>> Start Supplied material
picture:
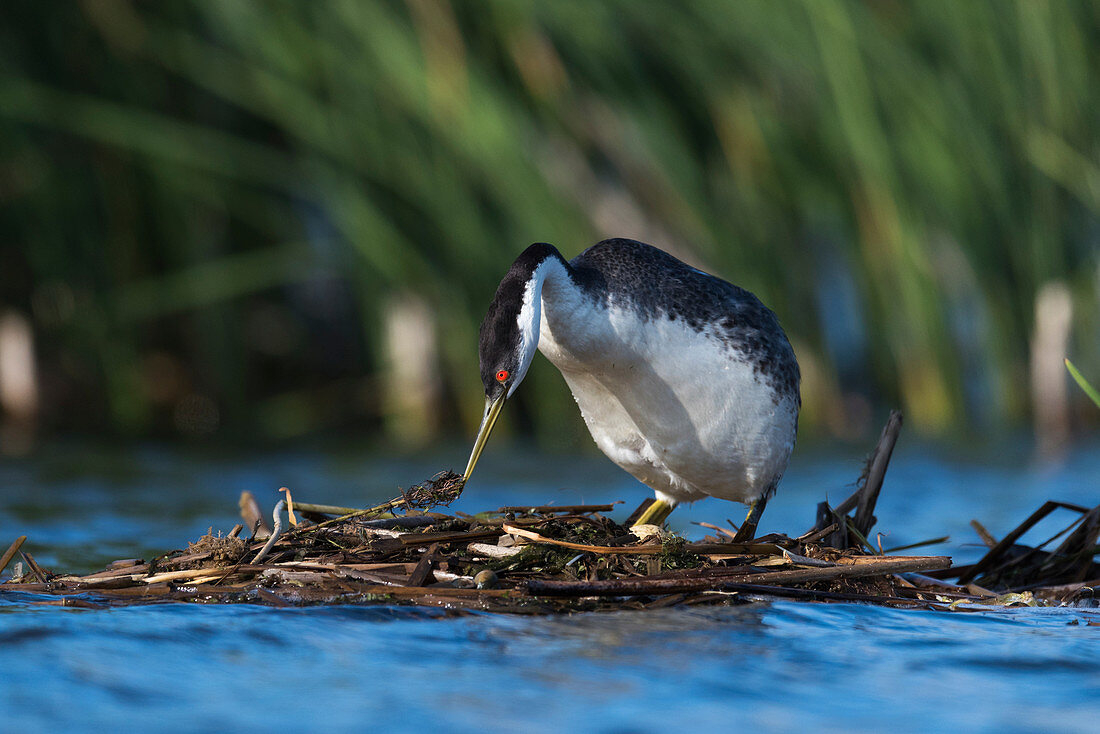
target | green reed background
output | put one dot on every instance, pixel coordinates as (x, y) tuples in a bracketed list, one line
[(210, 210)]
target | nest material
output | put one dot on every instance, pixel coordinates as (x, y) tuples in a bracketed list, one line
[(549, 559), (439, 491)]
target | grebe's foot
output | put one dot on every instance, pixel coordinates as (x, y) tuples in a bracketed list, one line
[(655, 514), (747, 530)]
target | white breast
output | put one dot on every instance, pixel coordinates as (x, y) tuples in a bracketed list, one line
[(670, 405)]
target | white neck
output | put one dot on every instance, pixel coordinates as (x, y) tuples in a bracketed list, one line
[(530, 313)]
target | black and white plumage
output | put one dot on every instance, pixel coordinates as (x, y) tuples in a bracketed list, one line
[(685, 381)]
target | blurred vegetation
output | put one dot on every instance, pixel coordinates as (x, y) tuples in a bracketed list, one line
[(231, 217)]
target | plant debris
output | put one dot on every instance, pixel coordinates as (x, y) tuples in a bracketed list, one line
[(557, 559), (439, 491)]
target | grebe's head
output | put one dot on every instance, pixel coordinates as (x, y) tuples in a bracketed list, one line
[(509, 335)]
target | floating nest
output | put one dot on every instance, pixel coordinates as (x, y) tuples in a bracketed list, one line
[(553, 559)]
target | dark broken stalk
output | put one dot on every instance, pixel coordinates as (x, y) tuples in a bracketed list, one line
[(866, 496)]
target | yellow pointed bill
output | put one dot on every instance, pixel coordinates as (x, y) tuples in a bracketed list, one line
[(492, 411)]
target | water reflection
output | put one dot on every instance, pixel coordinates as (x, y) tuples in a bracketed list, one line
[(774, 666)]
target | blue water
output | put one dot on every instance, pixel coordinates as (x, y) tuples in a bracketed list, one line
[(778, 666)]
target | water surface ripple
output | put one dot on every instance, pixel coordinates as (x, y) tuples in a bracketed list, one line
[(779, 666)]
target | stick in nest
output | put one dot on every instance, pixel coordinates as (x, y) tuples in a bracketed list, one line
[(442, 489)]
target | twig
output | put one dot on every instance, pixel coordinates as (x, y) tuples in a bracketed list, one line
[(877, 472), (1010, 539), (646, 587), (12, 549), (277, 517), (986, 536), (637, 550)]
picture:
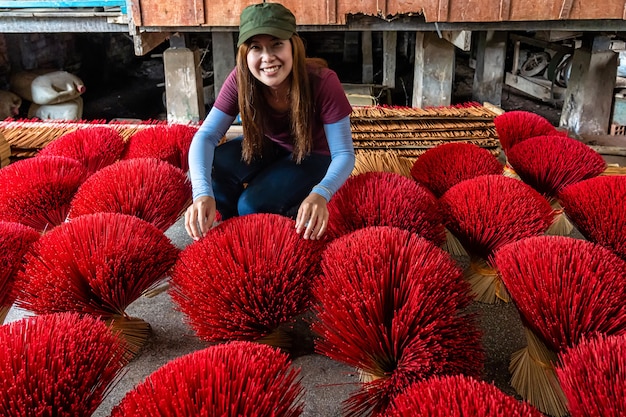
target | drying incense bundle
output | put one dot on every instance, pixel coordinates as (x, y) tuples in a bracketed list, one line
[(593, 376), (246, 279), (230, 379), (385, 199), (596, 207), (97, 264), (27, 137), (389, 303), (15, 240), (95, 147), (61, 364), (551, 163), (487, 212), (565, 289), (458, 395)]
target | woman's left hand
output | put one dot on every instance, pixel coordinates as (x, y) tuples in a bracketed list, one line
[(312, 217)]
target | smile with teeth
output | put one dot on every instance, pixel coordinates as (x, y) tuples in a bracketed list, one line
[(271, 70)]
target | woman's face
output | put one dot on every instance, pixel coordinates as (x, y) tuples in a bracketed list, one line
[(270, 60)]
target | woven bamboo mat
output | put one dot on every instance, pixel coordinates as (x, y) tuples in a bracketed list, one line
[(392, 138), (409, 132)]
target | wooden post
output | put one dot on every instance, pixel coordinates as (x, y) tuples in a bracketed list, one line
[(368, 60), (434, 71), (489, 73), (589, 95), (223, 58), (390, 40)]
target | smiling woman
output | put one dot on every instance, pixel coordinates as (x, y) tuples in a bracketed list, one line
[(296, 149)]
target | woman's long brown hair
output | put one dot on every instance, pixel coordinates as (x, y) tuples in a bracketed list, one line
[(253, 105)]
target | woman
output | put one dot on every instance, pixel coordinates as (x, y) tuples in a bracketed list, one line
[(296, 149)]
>> End Supplied material
§ Task to carry out
Rescale the items above between the lines holding "target | grebe's foot" and "[(231, 217)]", inclusive: repeat every line, requests included, with each coordinate in the answers multiplied by 1.2 and rounded to a whole number, halves up. Return only those lines.

§ Solved exercise
target | grebe's foot
output | put one dot on every instance, pixel coordinates as (x, y) tuples in a bracketed list, one line
[(786, 617), (896, 636)]
target | white breast
output | put one dot on every instance, pixel coordinates as (x, y) tuples in a bracketed list, one line
[(804, 486)]
target | white neck
output | put one dot on every instance, pixel coordinates as (x, y) tuples in a bracketed list, one line
[(636, 376)]
target | black and white plumage
output | put one dot on every instance, pixel coordinates as (x, y) tuples in a bracketed list, one line
[(822, 457)]
target | blurred vegetation
output | put one dot on every instance, pixel coordinates as (x, y) tuples in a bracketed list, one line
[(277, 260)]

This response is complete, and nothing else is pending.